►

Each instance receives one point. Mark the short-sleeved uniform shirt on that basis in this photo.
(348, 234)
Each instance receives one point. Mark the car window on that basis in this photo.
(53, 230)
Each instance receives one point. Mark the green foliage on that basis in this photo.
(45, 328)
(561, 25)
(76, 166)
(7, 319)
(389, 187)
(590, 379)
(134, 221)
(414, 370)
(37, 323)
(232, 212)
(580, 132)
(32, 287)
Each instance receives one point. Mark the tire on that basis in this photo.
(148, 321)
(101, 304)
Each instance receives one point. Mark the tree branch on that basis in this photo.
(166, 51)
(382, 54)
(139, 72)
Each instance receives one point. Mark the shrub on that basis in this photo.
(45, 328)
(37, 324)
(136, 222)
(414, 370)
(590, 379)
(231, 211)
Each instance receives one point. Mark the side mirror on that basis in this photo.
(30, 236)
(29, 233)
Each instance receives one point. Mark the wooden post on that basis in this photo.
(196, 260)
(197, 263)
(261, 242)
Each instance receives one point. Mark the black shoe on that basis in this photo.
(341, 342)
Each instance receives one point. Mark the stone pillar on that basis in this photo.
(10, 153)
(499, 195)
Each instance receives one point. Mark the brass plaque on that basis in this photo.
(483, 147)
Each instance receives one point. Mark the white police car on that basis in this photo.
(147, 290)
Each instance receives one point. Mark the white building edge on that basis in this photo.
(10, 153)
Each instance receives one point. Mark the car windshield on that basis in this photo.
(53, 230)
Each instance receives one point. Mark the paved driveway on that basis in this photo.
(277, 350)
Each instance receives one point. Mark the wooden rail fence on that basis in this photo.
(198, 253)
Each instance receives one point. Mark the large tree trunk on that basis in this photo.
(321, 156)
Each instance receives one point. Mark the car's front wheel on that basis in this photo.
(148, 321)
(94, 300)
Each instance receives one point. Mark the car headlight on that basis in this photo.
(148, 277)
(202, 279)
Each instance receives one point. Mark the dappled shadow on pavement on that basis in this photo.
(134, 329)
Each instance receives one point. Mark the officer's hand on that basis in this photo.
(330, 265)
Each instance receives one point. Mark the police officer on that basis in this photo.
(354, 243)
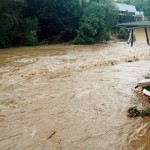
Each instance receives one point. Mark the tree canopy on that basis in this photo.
(29, 22)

◄

Please convert all the items above into a JSON list of strings with one string per line, skipping blank lines and leaving the pictures out.

[
  "Each instance receives one point. Mark the short-sleeved uniform shirt on that basis in this photo.",
  "(348, 234)",
  "Each instance receives one point. Mark the car window on that basis in this photo.",
  "(53, 230)",
  "Each instance receives one point. Mark the green foliage on that basis in this photo.",
  "(45, 328)",
  "(561, 25)",
  "(76, 166)",
  "(7, 319)",
  "(389, 187)",
  "(590, 379)",
  "(134, 221)",
  "(414, 370)",
  "(37, 323)",
  "(232, 212)",
  "(580, 132)",
  "(32, 287)",
  "Each instance receives one point. Mark the tire on that basis in this photo.",
  "(148, 321)",
  "(101, 304)",
  "Each instance receives one point. Mark the tree branch on that basis in this photo.",
  "(166, 51)",
  "(382, 54)",
  "(139, 72)",
  "Each instance receives one point. Mark the shrub on that basis in this photo.",
  "(45, 328)",
  "(37, 324)",
  "(136, 222)",
  "(414, 370)",
  "(590, 379)",
  "(231, 211)",
  "Each instance receives one point. Mark the side mirror on that basis in this photo.",
  "(30, 236)",
  "(29, 233)",
  "Each instance receives one point. Mark the wooden post on that basis in this photo.",
  "(196, 260)",
  "(197, 263)",
  "(261, 242)",
  "Each instance receives one point. Mark the black shoe on that basis in this photo.",
  "(341, 342)",
  "Each instance receives one point. Mark the stone pillar on that basis in this photo.",
  "(10, 153)",
  "(499, 195)",
  "Each instance receives one point. Mark the brass plaque on that basis in this photo.",
  "(483, 147)",
  "Each instance receives one point. Mark the white police car on that basis in this photo.",
  "(147, 290)",
  "Each instance receives one point. Mark the white building edge on that basis in this photo.",
  "(10, 153)",
  "Each instance receives one point. Mark the car windshield on that basis in this photo.",
  "(53, 230)",
  "Each instance receives one point. Mark the paved driveway on that basis in this photo.",
  "(277, 350)",
  "Each instance receives one point. Mark the wooden rail fence on that basis in this photo.",
  "(198, 253)",
  "Each instance receives one point. Mark the large tree trunk on that basis in this photo.",
  "(321, 156)",
  "Each instance receives one point. Mark the car's front wheel on that basis in this photo.",
  "(148, 321)",
  "(94, 300)",
  "Each instance receives one point. Mark the car headlight on that basis in this photo.",
  "(148, 277)",
  "(202, 279)",
  "Each instance receives one point. Mark the dappled shadow on pavement on that basis in this photo.",
  "(134, 329)",
  "Each instance receives one point. Mark the officer's hand on that basis in this photo.",
  "(330, 265)",
  "Each instance receives one point. Mark the police officer on that basis in this photo.",
  "(354, 243)",
  "Each instance receives one point. Mark the tree canopy on that basis in this photo.",
  "(29, 22)"
]